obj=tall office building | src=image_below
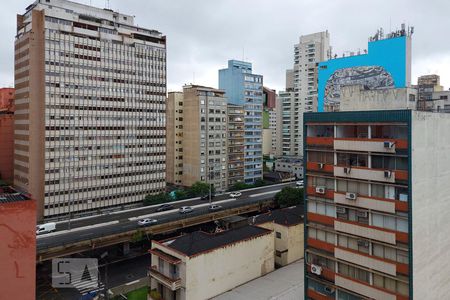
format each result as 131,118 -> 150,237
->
219,60 -> 263,184
14,0 -> 166,219
280,31 -> 331,156
227,104 -> 245,187
166,92 -> 183,185
304,110 -> 450,300
0,88 -> 14,184
167,85 -> 228,191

:::

## What the task asks
Reproduce all of the material above line for line, with no changes, and omit the picture.

## Response
obj=tall office building | src=image_below
format each result as 131,118 -> 150,237
->
219,60 -> 263,184
14,0 -> 166,219
280,31 -> 331,156
227,104 -> 245,187
166,92 -> 183,185
304,110 -> 450,300
0,88 -> 14,184
167,85 -> 228,191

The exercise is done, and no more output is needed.